## BEGIN MATERIALS PROVIDED

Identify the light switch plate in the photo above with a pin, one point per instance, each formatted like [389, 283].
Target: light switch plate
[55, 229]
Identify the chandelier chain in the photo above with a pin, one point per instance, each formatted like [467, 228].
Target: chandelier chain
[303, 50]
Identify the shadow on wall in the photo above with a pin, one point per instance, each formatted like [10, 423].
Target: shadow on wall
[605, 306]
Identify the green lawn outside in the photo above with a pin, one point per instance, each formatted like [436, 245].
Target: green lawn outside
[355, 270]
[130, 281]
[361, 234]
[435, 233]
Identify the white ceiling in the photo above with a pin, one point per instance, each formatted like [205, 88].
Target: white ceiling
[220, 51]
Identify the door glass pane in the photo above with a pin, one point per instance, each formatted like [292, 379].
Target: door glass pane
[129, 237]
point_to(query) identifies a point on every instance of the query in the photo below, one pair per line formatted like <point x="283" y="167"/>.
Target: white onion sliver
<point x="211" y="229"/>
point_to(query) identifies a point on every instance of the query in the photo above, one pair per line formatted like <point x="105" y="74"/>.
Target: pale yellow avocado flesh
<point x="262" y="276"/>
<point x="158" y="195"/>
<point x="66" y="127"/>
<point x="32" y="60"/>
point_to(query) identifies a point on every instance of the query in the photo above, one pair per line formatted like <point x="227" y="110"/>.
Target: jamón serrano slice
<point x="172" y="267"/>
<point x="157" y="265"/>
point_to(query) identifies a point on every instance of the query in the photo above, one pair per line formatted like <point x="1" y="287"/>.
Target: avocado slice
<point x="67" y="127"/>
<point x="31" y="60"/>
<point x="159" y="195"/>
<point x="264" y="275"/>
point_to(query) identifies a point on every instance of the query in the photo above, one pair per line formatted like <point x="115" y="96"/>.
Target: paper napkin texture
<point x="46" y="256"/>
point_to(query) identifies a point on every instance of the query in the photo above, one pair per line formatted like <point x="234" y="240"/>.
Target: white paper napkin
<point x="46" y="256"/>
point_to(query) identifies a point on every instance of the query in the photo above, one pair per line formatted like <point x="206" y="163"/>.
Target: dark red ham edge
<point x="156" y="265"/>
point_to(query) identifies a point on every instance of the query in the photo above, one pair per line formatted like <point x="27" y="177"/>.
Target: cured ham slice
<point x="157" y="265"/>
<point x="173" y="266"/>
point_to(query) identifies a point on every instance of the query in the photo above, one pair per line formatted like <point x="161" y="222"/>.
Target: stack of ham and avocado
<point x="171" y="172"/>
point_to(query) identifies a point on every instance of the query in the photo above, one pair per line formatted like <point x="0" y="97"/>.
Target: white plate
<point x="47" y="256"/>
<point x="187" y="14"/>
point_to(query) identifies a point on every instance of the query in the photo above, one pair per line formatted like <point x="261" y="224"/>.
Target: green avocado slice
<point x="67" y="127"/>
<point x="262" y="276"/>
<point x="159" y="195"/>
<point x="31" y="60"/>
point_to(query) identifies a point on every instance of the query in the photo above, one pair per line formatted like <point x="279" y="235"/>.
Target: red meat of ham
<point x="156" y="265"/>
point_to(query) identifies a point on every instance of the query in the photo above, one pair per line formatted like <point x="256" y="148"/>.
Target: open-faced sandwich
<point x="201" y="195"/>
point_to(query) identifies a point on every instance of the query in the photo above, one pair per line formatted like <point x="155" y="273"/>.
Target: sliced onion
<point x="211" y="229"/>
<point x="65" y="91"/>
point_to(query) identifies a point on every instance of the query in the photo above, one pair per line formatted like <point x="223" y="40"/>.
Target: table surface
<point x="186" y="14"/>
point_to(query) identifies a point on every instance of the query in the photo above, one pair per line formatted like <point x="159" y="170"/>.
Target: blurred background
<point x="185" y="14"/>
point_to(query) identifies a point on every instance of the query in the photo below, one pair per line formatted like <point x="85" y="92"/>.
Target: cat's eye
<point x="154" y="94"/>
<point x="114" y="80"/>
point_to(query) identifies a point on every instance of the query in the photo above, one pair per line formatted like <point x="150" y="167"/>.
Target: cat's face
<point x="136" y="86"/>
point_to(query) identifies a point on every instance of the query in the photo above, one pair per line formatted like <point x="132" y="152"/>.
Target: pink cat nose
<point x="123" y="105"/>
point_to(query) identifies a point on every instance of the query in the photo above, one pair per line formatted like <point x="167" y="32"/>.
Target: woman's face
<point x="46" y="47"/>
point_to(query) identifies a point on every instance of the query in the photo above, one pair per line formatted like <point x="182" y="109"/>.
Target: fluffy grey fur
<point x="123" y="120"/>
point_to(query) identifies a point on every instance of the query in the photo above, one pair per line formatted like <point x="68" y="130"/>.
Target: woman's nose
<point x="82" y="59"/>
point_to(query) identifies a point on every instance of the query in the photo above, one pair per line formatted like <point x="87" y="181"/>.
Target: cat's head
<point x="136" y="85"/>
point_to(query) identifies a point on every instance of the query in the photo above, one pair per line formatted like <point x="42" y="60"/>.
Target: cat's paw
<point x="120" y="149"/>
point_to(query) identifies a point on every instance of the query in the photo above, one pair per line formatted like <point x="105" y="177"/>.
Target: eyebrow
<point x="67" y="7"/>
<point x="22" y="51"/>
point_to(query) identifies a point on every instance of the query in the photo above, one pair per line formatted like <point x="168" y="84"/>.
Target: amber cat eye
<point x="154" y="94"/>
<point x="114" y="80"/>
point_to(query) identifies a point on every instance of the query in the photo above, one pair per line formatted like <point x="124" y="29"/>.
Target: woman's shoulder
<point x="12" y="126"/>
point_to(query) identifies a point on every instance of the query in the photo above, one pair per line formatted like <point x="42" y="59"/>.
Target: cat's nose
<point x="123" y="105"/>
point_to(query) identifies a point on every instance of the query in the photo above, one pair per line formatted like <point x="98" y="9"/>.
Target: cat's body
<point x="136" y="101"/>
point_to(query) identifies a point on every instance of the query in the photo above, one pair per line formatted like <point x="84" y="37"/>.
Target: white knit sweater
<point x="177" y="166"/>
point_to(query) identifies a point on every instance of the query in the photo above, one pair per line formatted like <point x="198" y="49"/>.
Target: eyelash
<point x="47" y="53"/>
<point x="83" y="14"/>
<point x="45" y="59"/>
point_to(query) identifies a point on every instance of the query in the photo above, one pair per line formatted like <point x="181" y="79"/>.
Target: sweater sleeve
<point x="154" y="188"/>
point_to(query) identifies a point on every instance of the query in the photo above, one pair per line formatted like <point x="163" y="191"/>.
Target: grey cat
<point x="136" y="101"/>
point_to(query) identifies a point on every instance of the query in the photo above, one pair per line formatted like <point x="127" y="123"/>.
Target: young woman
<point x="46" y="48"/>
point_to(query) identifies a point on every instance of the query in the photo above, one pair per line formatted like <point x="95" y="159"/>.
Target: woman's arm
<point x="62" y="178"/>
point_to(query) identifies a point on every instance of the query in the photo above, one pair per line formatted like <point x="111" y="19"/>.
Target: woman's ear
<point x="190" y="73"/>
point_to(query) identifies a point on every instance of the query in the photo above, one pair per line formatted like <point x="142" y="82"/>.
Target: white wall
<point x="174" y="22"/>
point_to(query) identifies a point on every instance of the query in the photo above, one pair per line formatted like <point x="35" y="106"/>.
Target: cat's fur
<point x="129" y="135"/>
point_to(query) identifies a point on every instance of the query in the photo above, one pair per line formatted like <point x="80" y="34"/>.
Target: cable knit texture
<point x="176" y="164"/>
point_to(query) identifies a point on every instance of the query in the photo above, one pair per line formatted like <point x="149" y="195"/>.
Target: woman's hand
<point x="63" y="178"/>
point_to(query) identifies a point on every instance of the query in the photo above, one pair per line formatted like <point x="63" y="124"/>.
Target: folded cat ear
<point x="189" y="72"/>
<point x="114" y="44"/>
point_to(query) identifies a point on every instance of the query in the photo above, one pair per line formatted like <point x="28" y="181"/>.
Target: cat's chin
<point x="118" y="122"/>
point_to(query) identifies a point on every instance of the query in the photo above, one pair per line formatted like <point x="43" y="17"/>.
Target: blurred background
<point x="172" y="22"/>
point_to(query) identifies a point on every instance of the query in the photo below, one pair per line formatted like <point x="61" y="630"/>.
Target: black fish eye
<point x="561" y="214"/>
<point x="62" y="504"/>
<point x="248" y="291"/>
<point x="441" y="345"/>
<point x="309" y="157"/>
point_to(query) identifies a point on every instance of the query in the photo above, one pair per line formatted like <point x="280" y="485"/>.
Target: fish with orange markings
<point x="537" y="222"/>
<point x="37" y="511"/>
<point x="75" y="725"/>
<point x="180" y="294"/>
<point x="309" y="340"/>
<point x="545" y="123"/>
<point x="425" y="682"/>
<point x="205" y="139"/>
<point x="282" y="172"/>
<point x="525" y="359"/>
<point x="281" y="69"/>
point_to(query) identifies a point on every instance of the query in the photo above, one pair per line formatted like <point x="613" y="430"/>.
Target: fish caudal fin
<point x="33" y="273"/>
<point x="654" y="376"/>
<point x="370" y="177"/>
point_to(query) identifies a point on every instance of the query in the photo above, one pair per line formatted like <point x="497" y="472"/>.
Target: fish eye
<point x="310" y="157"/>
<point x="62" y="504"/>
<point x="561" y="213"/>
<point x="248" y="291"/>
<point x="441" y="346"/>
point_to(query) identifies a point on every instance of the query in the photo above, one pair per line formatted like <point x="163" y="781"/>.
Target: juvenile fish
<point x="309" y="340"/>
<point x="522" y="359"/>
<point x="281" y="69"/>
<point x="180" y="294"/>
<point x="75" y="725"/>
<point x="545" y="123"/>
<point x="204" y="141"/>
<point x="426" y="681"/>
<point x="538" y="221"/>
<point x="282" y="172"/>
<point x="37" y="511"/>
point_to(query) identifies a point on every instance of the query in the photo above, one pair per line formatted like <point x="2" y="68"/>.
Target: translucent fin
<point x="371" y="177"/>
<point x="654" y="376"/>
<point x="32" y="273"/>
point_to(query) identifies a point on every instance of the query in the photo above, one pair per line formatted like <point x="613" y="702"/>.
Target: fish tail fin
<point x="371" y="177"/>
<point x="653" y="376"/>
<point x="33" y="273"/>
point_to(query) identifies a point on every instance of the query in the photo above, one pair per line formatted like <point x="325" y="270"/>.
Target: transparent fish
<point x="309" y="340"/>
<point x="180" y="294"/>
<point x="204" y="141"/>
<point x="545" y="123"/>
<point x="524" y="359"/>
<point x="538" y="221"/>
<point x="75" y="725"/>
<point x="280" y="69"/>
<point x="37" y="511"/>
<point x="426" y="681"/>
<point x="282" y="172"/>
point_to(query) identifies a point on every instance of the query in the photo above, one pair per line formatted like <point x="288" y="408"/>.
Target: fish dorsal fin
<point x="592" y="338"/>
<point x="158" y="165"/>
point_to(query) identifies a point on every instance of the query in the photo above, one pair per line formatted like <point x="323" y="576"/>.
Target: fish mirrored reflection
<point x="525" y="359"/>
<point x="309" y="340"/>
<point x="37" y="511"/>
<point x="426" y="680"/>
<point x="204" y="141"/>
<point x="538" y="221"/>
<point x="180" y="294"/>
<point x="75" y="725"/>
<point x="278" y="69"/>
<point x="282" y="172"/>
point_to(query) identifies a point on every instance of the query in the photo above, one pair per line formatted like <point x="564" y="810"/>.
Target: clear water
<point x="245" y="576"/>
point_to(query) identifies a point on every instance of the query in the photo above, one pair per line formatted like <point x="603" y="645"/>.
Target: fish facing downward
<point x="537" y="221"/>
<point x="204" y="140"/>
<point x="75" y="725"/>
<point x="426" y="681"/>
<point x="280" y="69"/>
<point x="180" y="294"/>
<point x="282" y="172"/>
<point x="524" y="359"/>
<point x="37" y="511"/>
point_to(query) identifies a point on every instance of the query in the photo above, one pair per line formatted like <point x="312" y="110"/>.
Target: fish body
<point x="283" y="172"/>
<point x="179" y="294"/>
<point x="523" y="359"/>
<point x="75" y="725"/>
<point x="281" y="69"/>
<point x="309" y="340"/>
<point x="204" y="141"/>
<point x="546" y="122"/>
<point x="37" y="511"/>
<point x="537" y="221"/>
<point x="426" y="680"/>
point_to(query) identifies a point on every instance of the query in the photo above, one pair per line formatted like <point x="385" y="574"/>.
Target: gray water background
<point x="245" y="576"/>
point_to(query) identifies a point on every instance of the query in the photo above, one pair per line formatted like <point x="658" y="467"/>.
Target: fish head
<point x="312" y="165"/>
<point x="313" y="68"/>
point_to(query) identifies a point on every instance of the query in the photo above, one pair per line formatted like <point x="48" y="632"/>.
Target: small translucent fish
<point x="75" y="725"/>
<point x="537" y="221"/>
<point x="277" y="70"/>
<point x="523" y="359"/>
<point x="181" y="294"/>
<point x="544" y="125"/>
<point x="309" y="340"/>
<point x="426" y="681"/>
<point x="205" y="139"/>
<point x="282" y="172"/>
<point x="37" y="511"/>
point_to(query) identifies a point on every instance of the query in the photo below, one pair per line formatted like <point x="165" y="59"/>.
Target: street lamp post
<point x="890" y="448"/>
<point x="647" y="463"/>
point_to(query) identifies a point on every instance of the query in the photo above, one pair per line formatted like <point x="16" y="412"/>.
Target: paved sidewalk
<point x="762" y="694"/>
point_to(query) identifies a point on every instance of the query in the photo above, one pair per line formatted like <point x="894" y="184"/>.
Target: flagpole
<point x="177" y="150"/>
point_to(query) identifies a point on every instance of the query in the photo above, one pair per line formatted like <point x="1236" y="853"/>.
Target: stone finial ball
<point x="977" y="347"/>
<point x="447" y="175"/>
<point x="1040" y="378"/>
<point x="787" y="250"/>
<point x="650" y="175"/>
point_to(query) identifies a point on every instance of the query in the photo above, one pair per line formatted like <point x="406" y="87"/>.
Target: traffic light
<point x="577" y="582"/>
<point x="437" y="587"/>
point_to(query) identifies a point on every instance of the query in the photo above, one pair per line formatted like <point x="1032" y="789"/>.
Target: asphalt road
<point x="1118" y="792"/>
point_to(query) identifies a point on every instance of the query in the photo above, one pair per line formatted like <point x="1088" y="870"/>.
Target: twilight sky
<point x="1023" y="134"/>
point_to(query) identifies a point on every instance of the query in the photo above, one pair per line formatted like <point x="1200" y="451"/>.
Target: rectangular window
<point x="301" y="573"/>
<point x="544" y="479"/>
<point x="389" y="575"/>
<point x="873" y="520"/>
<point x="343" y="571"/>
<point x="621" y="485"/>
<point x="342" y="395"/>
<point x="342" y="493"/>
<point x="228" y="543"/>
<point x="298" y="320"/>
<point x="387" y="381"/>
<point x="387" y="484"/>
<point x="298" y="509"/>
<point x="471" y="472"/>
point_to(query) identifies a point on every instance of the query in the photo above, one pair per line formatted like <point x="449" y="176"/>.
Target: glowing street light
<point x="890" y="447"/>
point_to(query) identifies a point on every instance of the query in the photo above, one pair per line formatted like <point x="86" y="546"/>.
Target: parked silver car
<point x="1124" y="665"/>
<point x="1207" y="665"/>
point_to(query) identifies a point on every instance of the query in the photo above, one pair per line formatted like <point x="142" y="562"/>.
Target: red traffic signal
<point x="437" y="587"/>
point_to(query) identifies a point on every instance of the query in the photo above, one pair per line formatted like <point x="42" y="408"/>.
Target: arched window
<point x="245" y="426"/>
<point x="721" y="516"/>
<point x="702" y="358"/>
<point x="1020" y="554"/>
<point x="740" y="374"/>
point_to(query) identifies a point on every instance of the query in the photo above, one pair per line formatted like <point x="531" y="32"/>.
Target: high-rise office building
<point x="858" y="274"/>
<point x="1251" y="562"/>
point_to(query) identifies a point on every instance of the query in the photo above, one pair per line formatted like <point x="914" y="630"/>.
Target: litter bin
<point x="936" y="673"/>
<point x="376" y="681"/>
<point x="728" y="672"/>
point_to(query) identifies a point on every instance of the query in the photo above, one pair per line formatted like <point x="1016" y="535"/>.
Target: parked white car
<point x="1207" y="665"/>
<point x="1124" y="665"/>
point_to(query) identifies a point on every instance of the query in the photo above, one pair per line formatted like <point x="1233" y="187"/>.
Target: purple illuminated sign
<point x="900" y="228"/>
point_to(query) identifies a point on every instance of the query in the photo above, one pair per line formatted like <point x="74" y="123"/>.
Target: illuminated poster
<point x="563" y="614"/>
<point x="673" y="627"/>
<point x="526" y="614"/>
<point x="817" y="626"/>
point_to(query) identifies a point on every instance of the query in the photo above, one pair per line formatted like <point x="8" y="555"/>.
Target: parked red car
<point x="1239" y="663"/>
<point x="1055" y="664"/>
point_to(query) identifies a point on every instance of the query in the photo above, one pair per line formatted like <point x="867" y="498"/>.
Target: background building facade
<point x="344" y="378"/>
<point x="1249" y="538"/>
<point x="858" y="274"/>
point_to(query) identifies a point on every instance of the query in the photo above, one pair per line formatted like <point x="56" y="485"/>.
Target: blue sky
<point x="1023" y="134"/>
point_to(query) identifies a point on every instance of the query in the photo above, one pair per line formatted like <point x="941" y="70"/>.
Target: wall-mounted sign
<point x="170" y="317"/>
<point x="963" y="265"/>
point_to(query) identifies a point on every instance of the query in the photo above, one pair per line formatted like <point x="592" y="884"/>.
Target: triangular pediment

## END MATERIALS PROVIDED

WHAT TO DO.
State how many lines of the data above contain the string "onion". Reply with the number alone.

CORRECT OUTPUT.
2